#### Instructions for the task:
Reproduce each of the following items verbatim, omitting the pictures.

#### Dataset:
## Begin

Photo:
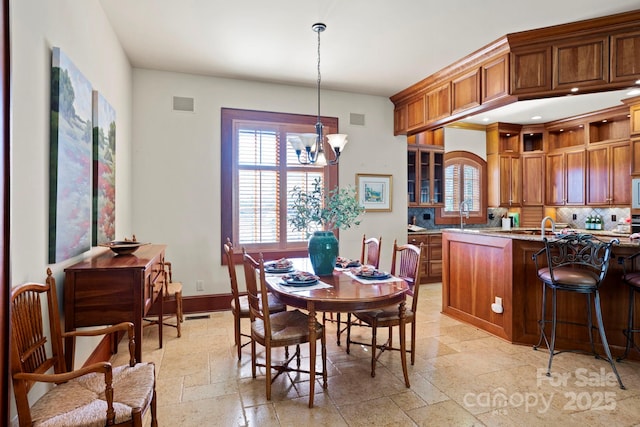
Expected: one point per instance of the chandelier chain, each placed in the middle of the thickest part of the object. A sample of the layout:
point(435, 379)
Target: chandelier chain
point(319, 75)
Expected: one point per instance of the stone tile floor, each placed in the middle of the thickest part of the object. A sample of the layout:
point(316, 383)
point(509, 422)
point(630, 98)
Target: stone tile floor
point(462, 376)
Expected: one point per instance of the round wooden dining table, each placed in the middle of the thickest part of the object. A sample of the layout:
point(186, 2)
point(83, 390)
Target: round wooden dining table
point(346, 295)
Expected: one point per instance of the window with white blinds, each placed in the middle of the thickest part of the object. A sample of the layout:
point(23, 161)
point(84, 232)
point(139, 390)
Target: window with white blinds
point(464, 173)
point(263, 170)
point(462, 182)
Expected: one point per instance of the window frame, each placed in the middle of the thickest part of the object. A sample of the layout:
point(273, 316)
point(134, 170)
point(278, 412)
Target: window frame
point(229, 218)
point(475, 217)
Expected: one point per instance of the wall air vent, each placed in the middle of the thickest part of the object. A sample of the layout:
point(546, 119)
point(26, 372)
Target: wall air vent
point(356, 119)
point(181, 103)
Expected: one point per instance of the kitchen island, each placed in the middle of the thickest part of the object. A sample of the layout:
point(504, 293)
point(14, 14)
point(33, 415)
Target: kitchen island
point(480, 265)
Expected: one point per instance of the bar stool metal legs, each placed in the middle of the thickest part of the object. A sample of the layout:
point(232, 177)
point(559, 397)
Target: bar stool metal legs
point(577, 264)
point(630, 323)
point(551, 344)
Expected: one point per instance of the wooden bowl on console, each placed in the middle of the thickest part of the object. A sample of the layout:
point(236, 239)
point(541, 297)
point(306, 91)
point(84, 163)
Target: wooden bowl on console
point(123, 247)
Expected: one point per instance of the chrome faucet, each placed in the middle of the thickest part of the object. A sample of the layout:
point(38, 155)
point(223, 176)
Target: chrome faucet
point(464, 213)
point(544, 221)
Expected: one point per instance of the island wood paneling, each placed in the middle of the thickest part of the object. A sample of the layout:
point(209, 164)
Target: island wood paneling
point(480, 273)
point(479, 266)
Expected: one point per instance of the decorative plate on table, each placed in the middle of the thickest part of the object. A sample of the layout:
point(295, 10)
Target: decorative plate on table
point(282, 265)
point(342, 262)
point(370, 273)
point(301, 278)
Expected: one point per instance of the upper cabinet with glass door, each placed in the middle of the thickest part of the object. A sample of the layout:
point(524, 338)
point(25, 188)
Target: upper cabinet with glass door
point(425, 171)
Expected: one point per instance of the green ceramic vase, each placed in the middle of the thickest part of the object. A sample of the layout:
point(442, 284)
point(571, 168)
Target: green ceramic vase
point(323, 252)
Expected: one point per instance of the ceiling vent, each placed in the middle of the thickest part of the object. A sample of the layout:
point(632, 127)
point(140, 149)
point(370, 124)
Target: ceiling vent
point(181, 103)
point(356, 119)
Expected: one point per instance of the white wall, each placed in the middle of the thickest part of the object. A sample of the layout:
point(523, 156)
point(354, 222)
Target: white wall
point(81, 30)
point(176, 166)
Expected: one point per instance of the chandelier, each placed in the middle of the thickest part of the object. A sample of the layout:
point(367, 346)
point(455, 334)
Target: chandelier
point(312, 144)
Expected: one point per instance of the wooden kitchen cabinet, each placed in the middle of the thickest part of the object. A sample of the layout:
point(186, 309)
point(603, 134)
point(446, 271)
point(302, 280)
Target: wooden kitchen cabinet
point(504, 180)
point(416, 112)
point(400, 120)
point(530, 70)
point(625, 61)
point(565, 178)
point(533, 179)
point(431, 266)
point(107, 289)
point(504, 167)
point(609, 175)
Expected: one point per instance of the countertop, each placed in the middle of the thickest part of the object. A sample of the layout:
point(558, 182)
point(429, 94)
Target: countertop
point(427, 231)
point(533, 234)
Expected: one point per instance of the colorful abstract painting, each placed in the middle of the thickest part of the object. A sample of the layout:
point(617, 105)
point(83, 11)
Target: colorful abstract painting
point(104, 170)
point(70, 160)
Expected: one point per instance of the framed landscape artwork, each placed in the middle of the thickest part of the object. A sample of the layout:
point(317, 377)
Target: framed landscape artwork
point(104, 170)
point(70, 160)
point(374, 192)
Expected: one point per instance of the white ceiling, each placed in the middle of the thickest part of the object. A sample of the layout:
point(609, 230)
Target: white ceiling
point(377, 47)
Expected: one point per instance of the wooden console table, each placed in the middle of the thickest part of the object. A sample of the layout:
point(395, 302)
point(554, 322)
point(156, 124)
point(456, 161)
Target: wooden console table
point(107, 289)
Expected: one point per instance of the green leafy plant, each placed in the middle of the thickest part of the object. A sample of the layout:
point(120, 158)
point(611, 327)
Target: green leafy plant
point(320, 210)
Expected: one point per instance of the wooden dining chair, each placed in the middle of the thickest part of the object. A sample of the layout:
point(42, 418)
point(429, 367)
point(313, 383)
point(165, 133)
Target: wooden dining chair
point(240, 303)
point(283, 329)
point(97, 394)
point(370, 255)
point(371, 251)
point(405, 263)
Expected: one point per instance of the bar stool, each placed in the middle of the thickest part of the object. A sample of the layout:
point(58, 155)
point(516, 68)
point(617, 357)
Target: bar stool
point(632, 278)
point(575, 263)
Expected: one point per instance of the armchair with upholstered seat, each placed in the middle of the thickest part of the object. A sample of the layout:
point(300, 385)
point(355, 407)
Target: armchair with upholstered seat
point(405, 263)
point(240, 304)
point(282, 329)
point(97, 394)
point(370, 255)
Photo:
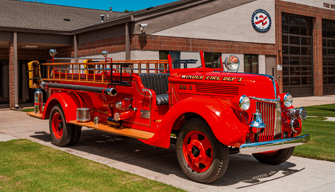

## End

#### Solution to the exercise:
Photo:
Expected: one point per instance of the chandelier chain, each placed in the middle of the thickest part of the object. A sample of the layout:
point(435, 379)
Target: chandelier chain
point(319, 75)
Expected: one point per instance of the stone tile floor, each placed in the middle of the thickest part of the object. A sample of the layout:
point(316, 383)
point(509, 422)
point(630, 98)
Target: stone tile floor
point(462, 376)
Expected: one point per instance of the round wooden dining table, each placed in the middle of the thickest part of the object. A sample of the layout:
point(186, 2)
point(83, 390)
Target: round wooden dining table
point(346, 295)
Expected: one point per instance of the window with white blinds, each placed in the middle of the thickest part of the object. A sample of the layout:
point(23, 161)
point(84, 232)
point(139, 390)
Target: window with white blinds
point(464, 173)
point(263, 170)
point(462, 182)
Expected: one point per instance of the window frame, each placed in the middle of the thickest part of the object. A sample of the layout:
point(273, 316)
point(134, 170)
point(278, 412)
Target: window frame
point(229, 218)
point(475, 217)
Expected: one point per instance of the wall air vent, each placed in the middle of the thickest part of the object. A sample of the layout:
point(546, 119)
point(26, 372)
Target: wall air vent
point(356, 119)
point(181, 103)
Expected: one point per instance of the kitchen island, each placed in the middle of the thickest part of the object. A sample of the layout:
point(504, 293)
point(14, 14)
point(33, 415)
Target: kitchen island
point(480, 265)
Expected: one point per instance of the bar stool metal legs, each placed in the middle of the thickest part of the object. A sample of the layout:
point(232, 177)
point(559, 397)
Target: bar stool metal legs
point(577, 264)
point(630, 323)
point(551, 344)
Expected: one point per instance of the wooden bowl on console, each placed in the middle of the thickest part of the object. A sample of the layout:
point(236, 239)
point(541, 297)
point(306, 91)
point(84, 163)
Target: wooden bowl on console
point(123, 247)
Expected: one point per instance of the chrome faucet, each placed in the middle of the thickest part of the object. A sample of the layout:
point(38, 155)
point(223, 176)
Target: chrome faucet
point(464, 213)
point(544, 221)
Expected: one point per instance of the island wood paneling, each placed in the middle of the thickest part of the object. A sample of the layout:
point(209, 164)
Target: island wood paneling
point(480, 273)
point(479, 266)
Expected: one point per instance of the decorative plate on table, each placed in the middle of the thickest part of the object. A sample of the layout:
point(295, 10)
Target: decorative plate on table
point(282, 265)
point(342, 262)
point(370, 273)
point(301, 278)
Expected: one point per instance of the upper cabinet with glass door, each placed in the middle of the thickest part of the object. A sample of the layout:
point(524, 338)
point(25, 188)
Target: upper cabinet with glass door
point(425, 171)
Expected: one point per instance of the green ceramic vase, each placed in the middle of the thickest part of the object. A sample of the layout:
point(442, 284)
point(571, 168)
Target: green ceramic vase
point(323, 252)
Expected: one point per instance of the ceiling vent, each placed in the middle of the thickest part of the object. A sample of the layout:
point(632, 127)
point(140, 149)
point(370, 124)
Target: ceiling vent
point(181, 103)
point(356, 119)
Expected: one point per instance of the white wall, each placed in the middle of the thickest part of the object. A sample of the layout:
point(523, 156)
point(354, 222)
Target: white wall
point(81, 30)
point(176, 166)
Expected: one point per instance of the chandelier, each placed in the middle of the thickest part of the object. A sample of the layout:
point(367, 346)
point(455, 334)
Target: chandelier
point(312, 144)
Expected: one point per instance of the wooden kitchen cabinet, each placed in the middle of the thickest part of the object. A sample of the layout:
point(186, 309)
point(603, 134)
point(446, 271)
point(302, 280)
Target: wooden kitchen cabinet
point(504, 180)
point(416, 112)
point(400, 120)
point(530, 70)
point(625, 61)
point(565, 178)
point(533, 179)
point(431, 266)
point(107, 289)
point(504, 167)
point(609, 175)
Expected: one point per instance of the countertop, each placed in the middle of the thickest part of the object. A sample of the layout:
point(558, 182)
point(429, 94)
Target: countertop
point(427, 231)
point(533, 234)
Expected: one point per instance of the colorful abstract painting, each placed in the middle of the thickest part of the object. A sample of the layout:
point(617, 105)
point(83, 11)
Target: colorful abstract painting
point(104, 170)
point(70, 160)
Expected: one point per instance of the framed landscape artwork, each placed in the middle of the thickest part of the object. A sample of the layout:
point(317, 377)
Target: framed landscape artwork
point(104, 170)
point(70, 160)
point(374, 192)
Expected: one point per instance of the white ceiling, each placed in the middle of the thickest part of the object. A sample of the layout:
point(609, 230)
Target: white ceiling
point(377, 47)
Expected: one point per instance of the wooden console table, each placed in the middle of the thickest part of the object. A sample of the layout:
point(395, 302)
point(554, 322)
point(156, 124)
point(456, 161)
Target: wooden console table
point(107, 289)
Expected: one point per instance of the green leafy plant, each placed in the middle of the thickest part of the object. A sample of the layout:
point(120, 158)
point(611, 327)
Target: green leafy plant
point(320, 210)
Expected: one point per instance of the wooden dining chair, each placed in the middle of the thickest part of the object. A sample of the layout:
point(42, 418)
point(429, 367)
point(313, 383)
point(165, 133)
Target: wooden dining chair
point(240, 303)
point(283, 329)
point(97, 394)
point(370, 255)
point(371, 251)
point(405, 263)
Expected: one point per instance of the bar stool, each placed in the middle of the thickest part of the object. A sample of the layout:
point(58, 155)
point(516, 68)
point(617, 357)
Target: bar stool
point(632, 278)
point(575, 263)
Expected: one point per instance of the armchair with upholstered seat, each placed in the middle of the thickest part of the object. A sample of the layout:
point(300, 385)
point(355, 407)
Target: armchair with upholstered seat
point(405, 263)
point(240, 304)
point(282, 329)
point(97, 394)
point(370, 255)
Photo:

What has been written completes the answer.